— START —

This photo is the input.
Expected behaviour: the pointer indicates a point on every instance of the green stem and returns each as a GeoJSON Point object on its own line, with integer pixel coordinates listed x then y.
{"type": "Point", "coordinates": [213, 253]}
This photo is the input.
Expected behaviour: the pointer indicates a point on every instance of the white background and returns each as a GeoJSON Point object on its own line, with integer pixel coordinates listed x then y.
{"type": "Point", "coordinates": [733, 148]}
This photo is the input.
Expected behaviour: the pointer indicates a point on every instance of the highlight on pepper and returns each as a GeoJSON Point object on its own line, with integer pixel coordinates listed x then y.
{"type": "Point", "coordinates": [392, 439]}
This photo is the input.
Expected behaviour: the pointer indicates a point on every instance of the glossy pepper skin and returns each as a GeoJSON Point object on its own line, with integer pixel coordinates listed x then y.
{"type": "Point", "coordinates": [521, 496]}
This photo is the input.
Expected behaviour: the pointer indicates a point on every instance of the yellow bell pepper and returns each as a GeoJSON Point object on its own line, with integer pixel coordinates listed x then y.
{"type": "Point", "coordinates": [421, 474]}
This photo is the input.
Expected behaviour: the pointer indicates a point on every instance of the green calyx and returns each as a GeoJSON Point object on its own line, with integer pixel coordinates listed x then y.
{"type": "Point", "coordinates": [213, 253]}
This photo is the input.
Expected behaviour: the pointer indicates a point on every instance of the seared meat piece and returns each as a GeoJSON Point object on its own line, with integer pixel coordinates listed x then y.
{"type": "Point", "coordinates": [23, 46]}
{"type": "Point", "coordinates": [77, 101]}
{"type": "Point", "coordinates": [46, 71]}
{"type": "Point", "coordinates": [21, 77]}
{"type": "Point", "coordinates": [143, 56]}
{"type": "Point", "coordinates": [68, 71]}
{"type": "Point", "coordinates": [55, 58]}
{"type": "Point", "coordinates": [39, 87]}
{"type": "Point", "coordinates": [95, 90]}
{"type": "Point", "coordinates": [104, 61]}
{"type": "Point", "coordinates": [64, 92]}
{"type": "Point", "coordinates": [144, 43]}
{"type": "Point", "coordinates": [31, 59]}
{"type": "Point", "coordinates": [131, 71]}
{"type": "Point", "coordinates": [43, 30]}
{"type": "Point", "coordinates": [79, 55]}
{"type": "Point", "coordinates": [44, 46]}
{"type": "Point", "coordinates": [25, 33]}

— END —

• _Requirements_:
The entries above should be repeated exactly, every one of them.

• _Reply_:
This photo is the input.
Expected behaviour: the pointer indicates a point on every instance of the green stem and returns each as a GeoJSON Point object on its own line, with integer pixel coordinates listed x then y.
{"type": "Point", "coordinates": [213, 253]}
This photo is the input.
Expected behaviour: the pointer indicates a point on every instance of the white background and returns each as a GeoJSON Point object on its own line, with integer pixel coordinates listed x then y.
{"type": "Point", "coordinates": [733, 148]}
This photo is the input.
Expected behaviour: the pointer indicates a point on every instance of the highlight on pepper and returns each as a GeoJSON Point object on its own line, with integer pixel coordinates listed x then y.
{"type": "Point", "coordinates": [392, 439]}
This photo is the input.
Expected behaviour: the pointer indicates a point on every instance of the glossy pepper skin and returns each as a GeoJSON Point object on its own line, with integer pixel coordinates listed x then y.
{"type": "Point", "coordinates": [521, 496]}
This photo is the input.
Expected behaviour: the pointer indicates a point on every instance of the yellow bell pepper and returns each as a GeoJSON Point object on its own line, with integer pixel coordinates listed x then y.
{"type": "Point", "coordinates": [421, 474]}
This photo is the input.
Expected behaviour: the pointer indicates a point on every instance of the green calyx and returns each as a GeoJSON Point object on its own line, with integer pixel coordinates listed x then y.
{"type": "Point", "coordinates": [213, 253]}
This photo is the input.
Expected behaviour: the pointer indicates a point on every instance of the seared meat piece and returns each as a GeoJSON Point object on its own line, with integer pixel coordinates listed x then y.
{"type": "Point", "coordinates": [23, 46]}
{"type": "Point", "coordinates": [77, 101]}
{"type": "Point", "coordinates": [46, 71]}
{"type": "Point", "coordinates": [21, 77]}
{"type": "Point", "coordinates": [143, 56]}
{"type": "Point", "coordinates": [68, 71]}
{"type": "Point", "coordinates": [55, 58]}
{"type": "Point", "coordinates": [39, 87]}
{"type": "Point", "coordinates": [95, 90]}
{"type": "Point", "coordinates": [104, 61]}
{"type": "Point", "coordinates": [64, 92]}
{"type": "Point", "coordinates": [144, 43]}
{"type": "Point", "coordinates": [31, 59]}
{"type": "Point", "coordinates": [131, 71]}
{"type": "Point", "coordinates": [43, 30]}
{"type": "Point", "coordinates": [79, 55]}
{"type": "Point", "coordinates": [44, 46]}
{"type": "Point", "coordinates": [25, 33]}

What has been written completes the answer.